*READING PASSAGE*
Dec 22, 2007 - 04:30 AM
i am sorry to read that you lost your mom and therefore your home. those of us on here might not be *real* in the sense that you know us personally, but you have found a devoted reader. shalom.

Dec 21, 2007 - 18:13 PM
Dalton, as a 37 year old father of four, I can tell you to expect the worst. Also, expect alienation when you do come out of the closet. If you expect it, it will not be a surprise if it happens. But, there may be that chance that holy hell won't break loose, then you will feel a bit more comfortable.
As for your uncle, some older people can not express themselves except when it comes to anger. So if he buys you something or does something nice for you, embrace that because in his heart he is saying he loves you. And when it's time for the shit to hit the fan, agree, move on and make a mental note, 'this is how I don't want to act when I am his age!'. You will understand more about your family and why they act the way they do when you are older. Call it screwed up disfunctional, whatever, it's your family and the only one you have until you make your own. At the most challenging point of your life try to understand them, not get upset with them and when you feel the rage coming on, don't roll your eyes or get nasty back just agree like I said earlier. You will feel less stress and put a mark in history as one of the few that took the right road. Hell you are almost on your own, the hard part starts then.

*DATA SECTION*
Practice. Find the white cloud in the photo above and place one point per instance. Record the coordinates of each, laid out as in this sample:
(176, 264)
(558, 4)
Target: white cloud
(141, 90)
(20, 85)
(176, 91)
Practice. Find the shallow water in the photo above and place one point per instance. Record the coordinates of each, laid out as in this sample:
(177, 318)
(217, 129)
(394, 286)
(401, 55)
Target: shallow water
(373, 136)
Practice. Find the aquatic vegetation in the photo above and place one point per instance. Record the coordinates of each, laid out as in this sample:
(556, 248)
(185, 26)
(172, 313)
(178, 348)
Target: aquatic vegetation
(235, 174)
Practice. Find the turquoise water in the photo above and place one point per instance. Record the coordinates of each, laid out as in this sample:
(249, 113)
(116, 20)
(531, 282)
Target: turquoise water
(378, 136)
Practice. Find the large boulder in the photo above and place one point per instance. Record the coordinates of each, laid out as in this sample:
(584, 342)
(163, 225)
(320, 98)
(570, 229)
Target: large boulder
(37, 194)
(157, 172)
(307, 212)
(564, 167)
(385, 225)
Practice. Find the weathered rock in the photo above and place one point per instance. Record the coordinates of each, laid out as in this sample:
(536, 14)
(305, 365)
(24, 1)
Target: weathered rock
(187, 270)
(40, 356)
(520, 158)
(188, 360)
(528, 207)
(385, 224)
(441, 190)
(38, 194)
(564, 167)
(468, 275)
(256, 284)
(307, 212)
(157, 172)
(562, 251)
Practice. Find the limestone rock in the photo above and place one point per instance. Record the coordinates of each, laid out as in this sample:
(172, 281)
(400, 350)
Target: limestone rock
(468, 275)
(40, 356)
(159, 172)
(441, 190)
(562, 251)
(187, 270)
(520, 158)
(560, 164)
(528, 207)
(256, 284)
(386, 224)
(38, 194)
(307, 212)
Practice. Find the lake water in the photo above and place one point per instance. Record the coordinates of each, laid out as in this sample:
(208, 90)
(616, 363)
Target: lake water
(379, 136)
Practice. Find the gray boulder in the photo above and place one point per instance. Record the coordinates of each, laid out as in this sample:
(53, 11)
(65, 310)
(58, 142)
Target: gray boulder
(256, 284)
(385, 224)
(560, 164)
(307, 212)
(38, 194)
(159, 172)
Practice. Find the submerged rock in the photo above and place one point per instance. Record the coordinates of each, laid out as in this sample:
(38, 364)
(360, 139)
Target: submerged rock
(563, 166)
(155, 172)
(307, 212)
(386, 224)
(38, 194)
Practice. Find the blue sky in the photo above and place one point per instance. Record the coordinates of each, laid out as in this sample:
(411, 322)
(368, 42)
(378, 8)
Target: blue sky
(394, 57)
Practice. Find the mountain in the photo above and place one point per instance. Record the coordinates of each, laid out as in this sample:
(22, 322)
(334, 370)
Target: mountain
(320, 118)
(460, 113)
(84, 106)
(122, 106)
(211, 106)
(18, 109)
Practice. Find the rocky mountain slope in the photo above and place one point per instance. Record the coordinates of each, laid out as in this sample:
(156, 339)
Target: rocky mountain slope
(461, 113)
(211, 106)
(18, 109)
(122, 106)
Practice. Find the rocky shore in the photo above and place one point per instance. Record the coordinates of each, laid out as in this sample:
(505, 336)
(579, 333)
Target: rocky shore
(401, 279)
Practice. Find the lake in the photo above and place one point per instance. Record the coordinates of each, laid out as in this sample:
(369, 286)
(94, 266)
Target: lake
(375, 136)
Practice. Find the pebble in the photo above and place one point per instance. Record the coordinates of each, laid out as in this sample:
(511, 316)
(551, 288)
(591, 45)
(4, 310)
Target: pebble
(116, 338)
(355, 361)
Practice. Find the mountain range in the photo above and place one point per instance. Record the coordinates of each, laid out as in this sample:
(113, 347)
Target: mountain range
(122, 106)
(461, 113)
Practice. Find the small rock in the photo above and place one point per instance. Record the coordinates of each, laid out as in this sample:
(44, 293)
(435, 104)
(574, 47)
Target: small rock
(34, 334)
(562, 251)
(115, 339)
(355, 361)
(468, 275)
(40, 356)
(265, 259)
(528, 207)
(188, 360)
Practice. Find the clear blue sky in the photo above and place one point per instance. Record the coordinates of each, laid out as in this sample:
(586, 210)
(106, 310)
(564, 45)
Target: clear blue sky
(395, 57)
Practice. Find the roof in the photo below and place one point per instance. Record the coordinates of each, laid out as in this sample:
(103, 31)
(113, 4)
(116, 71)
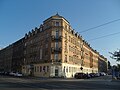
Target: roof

*WORK INSTRUCTIONS*
[a] Answer these questions about the forum comments:
(i) According to the December 22 comment, what did the person lose?
(ii) What age and number of children does the December 21 commenter give?
(iii) When things blow up with his uncle, what mental note should Dalton make?
[b] Continue the forum comments, starting right after "Hell you are almost on your own, the hard part starts then."
You don't need the entries for any of this.

*LIST OF ANSWERS*
[a]
(i) The person lost their mom and therefore their home.
(ii) The commenter is 37 years old and a father of four.
(iii) 'this is how I don't want to act when I am his age!'

[b]
As for being gay, don't tell them until YOU are ready. The way I see it, if you were my nephew or son, I would already know. Keep that in mind if you decide to have kids. If you don't see the signs then you are not paying attention.

Peace Dalton!

Dec 21, 2007 - 00:24 AM
wow. youre pretty deep. home is where the heart is. who said that? im not so sure, but its very true. i live in a house. not a home. im not even really sure i have a home. but i do feel pretty comfortable anywhere i am, unless i feel unwanted there. yeah. thanks for writing so much.